**THE TASK:** Below are some records; reproduce every one of them exactly.

**INFORMATION PROVIDED:**
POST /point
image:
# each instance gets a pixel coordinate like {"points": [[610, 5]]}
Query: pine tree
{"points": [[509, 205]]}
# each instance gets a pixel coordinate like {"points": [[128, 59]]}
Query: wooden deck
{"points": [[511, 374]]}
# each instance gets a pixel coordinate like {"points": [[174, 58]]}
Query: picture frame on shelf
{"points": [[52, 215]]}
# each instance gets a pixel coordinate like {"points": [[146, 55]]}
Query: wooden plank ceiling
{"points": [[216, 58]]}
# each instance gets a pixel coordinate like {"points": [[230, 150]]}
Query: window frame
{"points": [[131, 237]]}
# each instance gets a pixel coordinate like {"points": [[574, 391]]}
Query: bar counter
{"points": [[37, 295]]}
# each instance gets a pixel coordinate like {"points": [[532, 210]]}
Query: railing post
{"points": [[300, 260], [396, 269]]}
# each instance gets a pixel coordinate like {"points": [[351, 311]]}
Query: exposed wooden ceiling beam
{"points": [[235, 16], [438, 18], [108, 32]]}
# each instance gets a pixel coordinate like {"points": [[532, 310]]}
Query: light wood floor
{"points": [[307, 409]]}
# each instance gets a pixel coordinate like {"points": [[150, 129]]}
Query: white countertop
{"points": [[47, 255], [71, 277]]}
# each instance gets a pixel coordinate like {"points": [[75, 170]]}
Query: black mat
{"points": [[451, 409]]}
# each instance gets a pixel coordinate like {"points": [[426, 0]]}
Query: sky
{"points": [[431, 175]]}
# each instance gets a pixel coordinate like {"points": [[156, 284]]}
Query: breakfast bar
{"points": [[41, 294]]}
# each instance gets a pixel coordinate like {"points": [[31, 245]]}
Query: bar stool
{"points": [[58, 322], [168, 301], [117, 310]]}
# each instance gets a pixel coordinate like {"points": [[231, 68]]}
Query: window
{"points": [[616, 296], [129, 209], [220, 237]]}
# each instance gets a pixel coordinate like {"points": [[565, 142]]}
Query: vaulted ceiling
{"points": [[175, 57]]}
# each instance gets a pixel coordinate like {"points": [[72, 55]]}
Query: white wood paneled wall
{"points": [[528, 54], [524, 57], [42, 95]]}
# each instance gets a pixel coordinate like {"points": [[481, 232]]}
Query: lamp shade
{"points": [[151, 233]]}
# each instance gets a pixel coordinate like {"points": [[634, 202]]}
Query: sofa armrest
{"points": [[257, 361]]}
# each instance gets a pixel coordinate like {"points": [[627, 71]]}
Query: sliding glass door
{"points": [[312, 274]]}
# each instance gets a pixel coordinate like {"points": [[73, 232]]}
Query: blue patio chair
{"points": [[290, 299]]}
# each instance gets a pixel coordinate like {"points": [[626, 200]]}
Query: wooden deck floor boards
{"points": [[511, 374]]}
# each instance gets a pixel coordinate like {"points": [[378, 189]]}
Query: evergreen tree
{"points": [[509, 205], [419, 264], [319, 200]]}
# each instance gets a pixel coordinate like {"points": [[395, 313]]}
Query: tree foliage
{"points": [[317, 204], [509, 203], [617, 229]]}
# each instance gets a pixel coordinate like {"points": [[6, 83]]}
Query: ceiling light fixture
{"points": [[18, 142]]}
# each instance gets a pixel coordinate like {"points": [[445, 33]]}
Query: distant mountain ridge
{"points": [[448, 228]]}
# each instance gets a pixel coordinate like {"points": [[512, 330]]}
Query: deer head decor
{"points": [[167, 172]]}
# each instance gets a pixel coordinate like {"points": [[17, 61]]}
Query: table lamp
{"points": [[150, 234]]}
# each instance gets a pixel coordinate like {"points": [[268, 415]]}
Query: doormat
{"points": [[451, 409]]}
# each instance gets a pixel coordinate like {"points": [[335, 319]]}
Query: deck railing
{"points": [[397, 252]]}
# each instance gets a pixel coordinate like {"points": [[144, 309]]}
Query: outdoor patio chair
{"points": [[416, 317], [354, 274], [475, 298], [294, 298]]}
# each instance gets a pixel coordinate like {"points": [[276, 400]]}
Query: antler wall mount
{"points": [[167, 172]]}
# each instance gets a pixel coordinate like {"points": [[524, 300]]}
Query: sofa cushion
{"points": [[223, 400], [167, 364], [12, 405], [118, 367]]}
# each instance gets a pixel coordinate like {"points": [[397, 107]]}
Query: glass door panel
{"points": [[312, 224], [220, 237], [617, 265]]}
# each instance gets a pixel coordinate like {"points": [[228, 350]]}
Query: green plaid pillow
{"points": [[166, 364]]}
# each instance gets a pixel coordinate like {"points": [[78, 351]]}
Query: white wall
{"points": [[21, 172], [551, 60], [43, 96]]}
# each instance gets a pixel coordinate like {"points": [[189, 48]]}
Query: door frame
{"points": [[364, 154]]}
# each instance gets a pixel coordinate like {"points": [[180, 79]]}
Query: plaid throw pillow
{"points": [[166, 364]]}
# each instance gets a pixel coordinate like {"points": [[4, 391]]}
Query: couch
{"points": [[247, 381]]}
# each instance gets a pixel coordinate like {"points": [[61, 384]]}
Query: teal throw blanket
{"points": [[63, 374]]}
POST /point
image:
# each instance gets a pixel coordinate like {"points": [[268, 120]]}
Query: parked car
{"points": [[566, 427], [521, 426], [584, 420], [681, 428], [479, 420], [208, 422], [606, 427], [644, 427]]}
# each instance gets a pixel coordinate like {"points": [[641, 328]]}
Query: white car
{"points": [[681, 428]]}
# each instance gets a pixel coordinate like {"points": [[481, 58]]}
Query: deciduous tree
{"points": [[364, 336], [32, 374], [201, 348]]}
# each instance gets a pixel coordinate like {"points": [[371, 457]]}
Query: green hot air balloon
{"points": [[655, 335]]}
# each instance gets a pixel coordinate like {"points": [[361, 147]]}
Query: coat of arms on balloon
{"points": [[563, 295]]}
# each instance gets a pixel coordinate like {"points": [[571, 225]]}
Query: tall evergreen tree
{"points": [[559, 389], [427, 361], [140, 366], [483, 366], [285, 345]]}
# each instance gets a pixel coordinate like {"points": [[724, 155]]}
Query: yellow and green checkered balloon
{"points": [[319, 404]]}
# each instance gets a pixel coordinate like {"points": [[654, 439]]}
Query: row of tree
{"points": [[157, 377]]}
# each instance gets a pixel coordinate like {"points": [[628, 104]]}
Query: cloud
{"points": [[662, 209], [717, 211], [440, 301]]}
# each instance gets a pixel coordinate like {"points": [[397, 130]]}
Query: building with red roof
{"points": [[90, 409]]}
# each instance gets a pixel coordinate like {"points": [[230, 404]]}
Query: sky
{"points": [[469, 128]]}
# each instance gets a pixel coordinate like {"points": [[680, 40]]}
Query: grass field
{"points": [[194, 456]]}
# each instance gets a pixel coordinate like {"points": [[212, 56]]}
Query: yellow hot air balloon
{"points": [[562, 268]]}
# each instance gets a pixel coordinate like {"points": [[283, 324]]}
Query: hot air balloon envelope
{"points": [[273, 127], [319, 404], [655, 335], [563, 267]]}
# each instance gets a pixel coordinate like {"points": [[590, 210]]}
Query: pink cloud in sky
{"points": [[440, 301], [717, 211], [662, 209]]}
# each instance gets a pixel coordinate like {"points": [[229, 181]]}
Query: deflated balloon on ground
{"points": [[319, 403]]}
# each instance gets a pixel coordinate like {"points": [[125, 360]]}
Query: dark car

**CORRECT ANSWER:**
POST /point
image:
# each instance gets a pixel coordinate like {"points": [[610, 5]]}
Query: pine tree
{"points": [[509, 205]]}
# each instance gets a pixel coordinate like {"points": [[128, 59]]}
Query: wooden deck
{"points": [[511, 374]]}
# each instance gets a pixel coordinate like {"points": [[174, 58]]}
Query: picture frame on shelf
{"points": [[52, 215]]}
# each instance gets a pixel coordinate like {"points": [[146, 55]]}
Query: wooden plank ceiling
{"points": [[216, 58]]}
# each instance gets a pixel coordinate like {"points": [[230, 150]]}
Query: window frame
{"points": [[131, 237]]}
# each instance gets a pixel coordinate like {"points": [[574, 391]]}
Query: bar counter
{"points": [[37, 295]]}
# each instance gets a pixel coordinate like {"points": [[532, 210]]}
Query: railing post
{"points": [[300, 260], [396, 269]]}
# each instance gets a pixel coordinate like {"points": [[351, 311]]}
Query: exposed wooden ceiling beam
{"points": [[235, 16], [438, 18], [108, 32]]}
# each instance gets a pixel coordinate like {"points": [[532, 310]]}
Query: light wood floor
{"points": [[307, 409]]}
# each instance gets a pixel coordinate like {"points": [[150, 129]]}
Query: white countertop
{"points": [[47, 255], [71, 277]]}
# each instance gets a pixel coordinate like {"points": [[75, 170]]}
Query: black mat
{"points": [[451, 409]]}
# each instance gets a pixel coordinate like {"points": [[426, 0]]}
Query: sky
{"points": [[431, 175]]}
# each instance gets a pixel coordinate like {"points": [[156, 284]]}
Query: breakfast bar
{"points": [[41, 294]]}
# each instance gets a pixel coordinate like {"points": [[31, 245]]}
Query: bar stool
{"points": [[58, 322], [168, 301], [117, 310]]}
# each instance gets a pixel coordinate like {"points": [[231, 68]]}
Query: window
{"points": [[616, 296], [129, 209], [220, 237]]}
# each instance gets a pixel coordinate like {"points": [[565, 142]]}
Query: vaulted ceiling
{"points": [[175, 57]]}
# each instance gets a pixel coordinate like {"points": [[72, 55]]}
Query: white wood paneled wall
{"points": [[528, 54], [524, 57], [42, 95]]}
# each instance gets a pixel coordinate like {"points": [[481, 232]]}
Query: lamp shade
{"points": [[151, 233]]}
# each instance gets a pixel coordinate like {"points": [[634, 202]]}
Query: sofa armrest
{"points": [[257, 361]]}
# each instance gets a pixel coordinate like {"points": [[627, 71]]}
Query: sliding glass door
{"points": [[312, 274]]}
# each instance gets a pixel coordinate like {"points": [[73, 232]]}
Query: blue patio chair
{"points": [[290, 299]]}
# each instance gets a pixel coordinate like {"points": [[626, 200]]}
Query: wooden deck floor boards
{"points": [[511, 374]]}
# each instance gets a pixel coordinate like {"points": [[378, 189]]}
Query: evergreen tree
{"points": [[509, 205], [419, 264], [319, 200]]}
# each instance gets a pixel coordinate like {"points": [[395, 313]]}
Query: tree foliage
{"points": [[317, 204], [509, 203], [617, 229]]}
# each instance gets a pixel coordinate like {"points": [[6, 83]]}
Query: ceiling light fixture
{"points": [[18, 142]]}
# each instance gets a pixel coordinate like {"points": [[445, 33]]}
Query: distant mountain ridge
{"points": [[448, 228]]}
# each instance gets a pixel coordinate like {"points": [[512, 330]]}
Query: deer head decor
{"points": [[167, 172]]}
# each instance gets a pixel coordinate like {"points": [[17, 61]]}
Query: table lamp
{"points": [[150, 234]]}
# each instance gets a pixel coordinate like {"points": [[268, 415]]}
Query: doormat
{"points": [[451, 409]]}
# each instance gets a pixel coordinate like {"points": [[335, 319]]}
Query: deck railing
{"points": [[397, 252]]}
# each instance gets a pixel coordinate like {"points": [[144, 309]]}
Query: outdoor patio chair
{"points": [[416, 317], [354, 274], [475, 298], [294, 298]]}
# each instance gets a pixel coordinate like {"points": [[276, 400]]}
Query: antler wall mount
{"points": [[167, 172]]}
# each instance gets a pixel coordinate like {"points": [[524, 300]]}
Query: sofa cushion
{"points": [[223, 400], [167, 364], [12, 405], [118, 367]]}
# each instance gets a pixel coordinate like {"points": [[397, 107]]}
Query: glass door panel
{"points": [[312, 224], [220, 237], [617, 265]]}
# each instance gets a pixel coordinate like {"points": [[228, 350]]}
Query: green plaid pillow
{"points": [[166, 364]]}
# each instance gets a pixel coordinate like {"points": [[78, 351]]}
Query: white wall
{"points": [[21, 172], [551, 60], [43, 96]]}
# each instance gets a pixel coordinate like {"points": [[189, 48]]}
Query: door frame
{"points": [[364, 154]]}
# each instance gets a pixel coordinate like {"points": [[180, 79]]}
Query: plaid throw pillow
{"points": [[166, 364]]}
# each instance gets a pixel coordinate like {"points": [[4, 391]]}
Query: couch
{"points": [[247, 381]]}
# each instance gets a pixel coordinate like {"points": [[61, 384]]}
Query: teal throw blanket
{"points": [[63, 374]]}
POST /point
image:
# each instance gets a pixel coordinate like {"points": [[268, 120]]}
Query: parked car
{"points": [[566, 427], [521, 426], [584, 420], [681, 428], [479, 420], [208, 422], [606, 427], [644, 427]]}
# each instance gets a pixel coordinate like {"points": [[641, 328]]}
Query: white car
{"points": [[681, 428]]}
# each instance gets a pixel coordinate like {"points": [[481, 58]]}
Query: deciduous tree
{"points": [[364, 336], [32, 374], [201, 348]]}
# each instance gets a pixel coordinate like {"points": [[371, 457]]}
Query: green hot air balloon
{"points": [[655, 335]]}
# each instance gets a pixel coordinate like {"points": [[361, 147]]}
Query: coat of arms on balloon
{"points": [[563, 295]]}
# each instance gets a pixel coordinate like {"points": [[571, 225]]}
Query: tall evergreen tree
{"points": [[559, 389], [427, 361], [140, 366], [483, 366], [285, 345]]}
# each instance gets a pixel coordinate like {"points": [[724, 155]]}
Query: yellow and green checkered balloon
{"points": [[319, 404]]}
# each instance gets a pixel coordinate like {"points": [[654, 439]]}
Query: row of tree
{"points": [[157, 377]]}
# each instance gets a pixel coordinate like {"points": [[628, 104]]}
Query: cloud
{"points": [[662, 209], [717, 211], [440, 301]]}
# each instance gets a pixel coordinate like {"points": [[397, 130]]}
Query: building with red roof
{"points": [[90, 409]]}
# each instance gets a pixel coordinate like {"points": [[230, 404]]}
Query: sky
{"points": [[469, 128]]}
# each instance gets a pixel coordinate like {"points": [[680, 40]]}
Query: grass field
{"points": [[194, 456]]}
# each instance gets a pixel coordinate like {"points": [[212, 56]]}
Query: yellow hot air balloon
{"points": [[562, 268]]}
# each instance gets a pixel coordinate like {"points": [[283, 324]]}
Query: hot air balloon envelope
{"points": [[273, 127], [319, 404], [655, 335], [563, 267]]}
# each instance gets a pixel coordinate like {"points": [[590, 210]]}
Query: pink cloud in sky
{"points": [[440, 301], [717, 211], [662, 209]]}
# each instance gets a pixel coordinate like {"points": [[229, 181]]}
Query: deflated balloon on ground
{"points": [[319, 403]]}
# each instance gets a pixel coordinate like {"points": [[125, 360]]}
Query: dark car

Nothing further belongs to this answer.